Text provided →
--- --- ---
GPMLChangeProposal
From PathVisio Wiki
Proposed Changes to GPML
Feel free to discuss, or add more proposals. I would like to wait with the next GPML update until the next major release of PathVisio.
Changes for M7
License attribute
A new "license" column was added to the INFO table in MAPP format recently. GPML should store this info as well, the easiest way to do this is with a new attribute to the Pathway element.
Implementation:
Add attribute "License" to element "Pathway".
Arbitrary attribute-value pairs
It would be good to store arbitrary metadata, similar to cytoscape. ... When we do this we might also be able to replace some of the infrequently used attributes with attribute-value pairs.
Implementation:
Add a new second level element "Attribute":
- Attribute
- Key: The name of the attribute
- Value: The value of the attribute
The Attribute element can be a subelement of:
- Pathway
- DataNode
- Line
- Shape
- Group
- Link
Z Order
Add a "ZOrder" attribute to each Shape, DataNode and Line element. This attribute stores the drawing order of the object. Changing the drawing order is already supported by the Java code, but is lost when saving to GPML.
--- --- ---
(Collected data entries)
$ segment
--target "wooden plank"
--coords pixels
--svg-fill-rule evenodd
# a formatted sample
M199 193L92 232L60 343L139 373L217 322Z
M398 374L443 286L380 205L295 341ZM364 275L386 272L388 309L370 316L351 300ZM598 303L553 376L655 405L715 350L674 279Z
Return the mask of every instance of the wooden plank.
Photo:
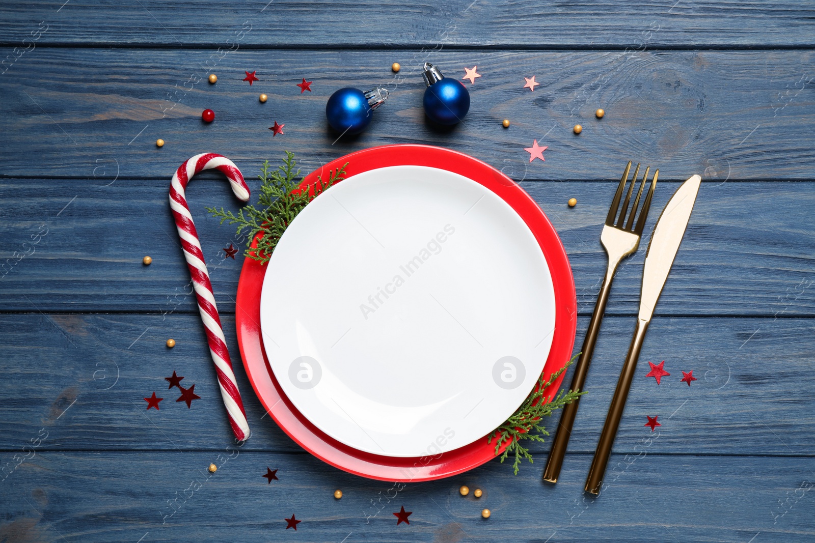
--- --- ---
Task 1 →
For each statement below, say yes or no on whether the GPML proposal page agrees with it, and quote the exact words from the page that decide it.
(a) The ZOrder attribute would be added to Group elements.
(b) The license info would be stored as a new attribute of the Pathway element.
(c) The Java code does not yet support changing the drawing order.
Task 2 → Copy the GPML proposal page word for word between "GPMLChangeProposal" and "release of PathVisio.", inclusive.
The rows have nothing to do with this.

Your response 1 →
(a) No: "Add a "ZOrder" attribute to each Shape, DataNode and Line element."
(b) Yes: "Add attribute "License" to element "Pathway"."
(c) No: "Changing the drawing order is already supported by the Java code, but is lost when saving to GPML."

Your response 2 →
GPMLChangeProposal
From PathVisio Wiki
Proposed Changes to GPML
Feel free to discuss, or add more proposals. I would like to wait with the next GPML update until the next major release of PathVisio.